> [EXERCISE PASSAGE]:
□ □ □ □ □ □ □

Shares of AT&T sank about more than 4.8% in overnight trading into Wednesday morning following a judge's ruling that the telecom giant could proceed with its $85.4 billion takeover of Time Warner Cable after twenty months of of uncertainty. 

Time Warner were up about 3.6% in early trading Wednesday following the news.

The deal is widely considered to be a harbinger of future media mergers that could radically shift how Americans consume television and movies going forward. Most notably, Disney's ongoing offer to buy 21st Century Fox for $52.4 billion, which Comcast is expected to compete against.

The Department of Justice, as well as President Donald Trump, had originally opposed the merger. The deal could "greatly harm American consumers" through "higher monthly bills and fewer of the new, emerging innovative options that consumers are beginning to enjoy," Makan Delrahim, head of the Justice Department's antitrust division, said when announcing the suit last year.

AT&T rebuffed those claims made by the Justice Department and Trump, saying similar mergers are "routinely approved because they benefit consumers without removing any competitor from the market."

The merger is considered "vertical" because it would combine Time Warner, which makes programming, with AT&T, a distributor of that content, which would then have access to more Time Warner brands like HBO, TNT, TBS, and CNN.

□ □ □ □ □ □ □

> [PROVIDED DATA]:
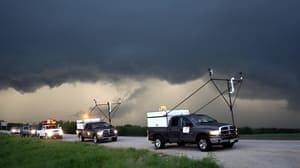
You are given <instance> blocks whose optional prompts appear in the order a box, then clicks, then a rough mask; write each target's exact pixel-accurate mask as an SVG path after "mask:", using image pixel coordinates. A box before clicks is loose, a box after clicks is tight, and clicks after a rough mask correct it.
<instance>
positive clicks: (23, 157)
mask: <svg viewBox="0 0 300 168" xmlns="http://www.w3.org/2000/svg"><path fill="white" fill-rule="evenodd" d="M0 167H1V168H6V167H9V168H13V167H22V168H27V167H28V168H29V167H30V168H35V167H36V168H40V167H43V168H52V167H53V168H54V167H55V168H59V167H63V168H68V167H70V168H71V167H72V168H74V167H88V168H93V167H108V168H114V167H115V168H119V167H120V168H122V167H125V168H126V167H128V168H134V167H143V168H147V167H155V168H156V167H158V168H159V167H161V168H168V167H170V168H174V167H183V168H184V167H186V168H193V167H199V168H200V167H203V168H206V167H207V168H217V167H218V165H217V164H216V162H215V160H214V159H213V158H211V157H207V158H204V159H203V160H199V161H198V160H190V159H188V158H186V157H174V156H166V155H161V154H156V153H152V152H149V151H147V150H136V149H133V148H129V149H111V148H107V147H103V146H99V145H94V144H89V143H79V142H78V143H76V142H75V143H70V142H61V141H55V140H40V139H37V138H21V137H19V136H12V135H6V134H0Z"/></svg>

□ □ □ □ □ □ □

> [EXERCISE GOAL]: Reproduce the merger article word for word from "Shares of AT&T" to "of of uncertainty.". Work from the merger article by itself, without drawing on the listing.

> [TASK OUTPUT]:
Shares of AT&T sank about more than 4.8% in overnight trading into Wednesday morning following a judge's ruling that the telecom giant could proceed with its $85.4 billion takeover of Time Warner Cable after twenty months of of uncertainty.